* **GIVEN PROBLEM**
From the listing below, extract each line that contains the word "white" and copy it in full.

* **STORED ROWS**
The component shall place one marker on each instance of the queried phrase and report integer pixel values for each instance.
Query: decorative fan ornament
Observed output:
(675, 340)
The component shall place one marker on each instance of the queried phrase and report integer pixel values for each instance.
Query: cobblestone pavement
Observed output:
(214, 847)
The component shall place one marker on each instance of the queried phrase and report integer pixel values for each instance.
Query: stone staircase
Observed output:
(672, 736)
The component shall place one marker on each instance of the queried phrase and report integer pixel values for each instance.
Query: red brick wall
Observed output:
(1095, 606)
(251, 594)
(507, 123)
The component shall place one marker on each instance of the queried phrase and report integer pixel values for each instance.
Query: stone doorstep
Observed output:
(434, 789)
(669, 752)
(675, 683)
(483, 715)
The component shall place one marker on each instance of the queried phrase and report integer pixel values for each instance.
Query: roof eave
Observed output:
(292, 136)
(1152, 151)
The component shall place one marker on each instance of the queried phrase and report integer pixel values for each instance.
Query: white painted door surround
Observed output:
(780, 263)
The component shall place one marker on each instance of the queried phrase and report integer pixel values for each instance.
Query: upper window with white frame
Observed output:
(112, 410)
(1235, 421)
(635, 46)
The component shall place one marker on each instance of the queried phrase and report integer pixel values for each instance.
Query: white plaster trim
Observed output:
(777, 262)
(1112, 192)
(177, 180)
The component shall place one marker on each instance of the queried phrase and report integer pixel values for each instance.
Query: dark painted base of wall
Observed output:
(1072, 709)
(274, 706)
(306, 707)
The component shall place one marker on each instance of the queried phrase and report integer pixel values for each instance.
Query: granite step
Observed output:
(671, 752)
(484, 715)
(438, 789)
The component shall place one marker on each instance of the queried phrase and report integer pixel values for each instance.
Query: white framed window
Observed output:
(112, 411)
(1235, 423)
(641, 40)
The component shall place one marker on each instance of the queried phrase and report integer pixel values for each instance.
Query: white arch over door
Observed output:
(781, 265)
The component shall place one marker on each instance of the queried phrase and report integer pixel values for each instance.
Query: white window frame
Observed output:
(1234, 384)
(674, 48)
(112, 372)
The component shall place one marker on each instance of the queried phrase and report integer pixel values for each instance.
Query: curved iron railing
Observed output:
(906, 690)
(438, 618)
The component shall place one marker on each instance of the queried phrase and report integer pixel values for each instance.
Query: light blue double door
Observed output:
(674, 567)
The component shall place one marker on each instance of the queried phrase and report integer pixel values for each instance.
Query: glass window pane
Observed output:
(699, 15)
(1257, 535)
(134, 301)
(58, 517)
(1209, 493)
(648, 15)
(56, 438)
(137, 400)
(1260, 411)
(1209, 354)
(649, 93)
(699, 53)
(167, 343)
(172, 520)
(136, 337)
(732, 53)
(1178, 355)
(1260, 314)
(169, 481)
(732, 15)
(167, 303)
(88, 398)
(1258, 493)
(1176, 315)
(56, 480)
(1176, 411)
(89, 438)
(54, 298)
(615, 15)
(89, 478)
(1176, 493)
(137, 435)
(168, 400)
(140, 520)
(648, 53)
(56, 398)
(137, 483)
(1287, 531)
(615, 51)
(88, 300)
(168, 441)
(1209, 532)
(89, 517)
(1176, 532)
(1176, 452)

* **RESPONSE**
Query: white painted door surround
Query: upper window with white frame
Query: white plaster trim
Query: white framed window
Query: white arch over door
Query: white window frame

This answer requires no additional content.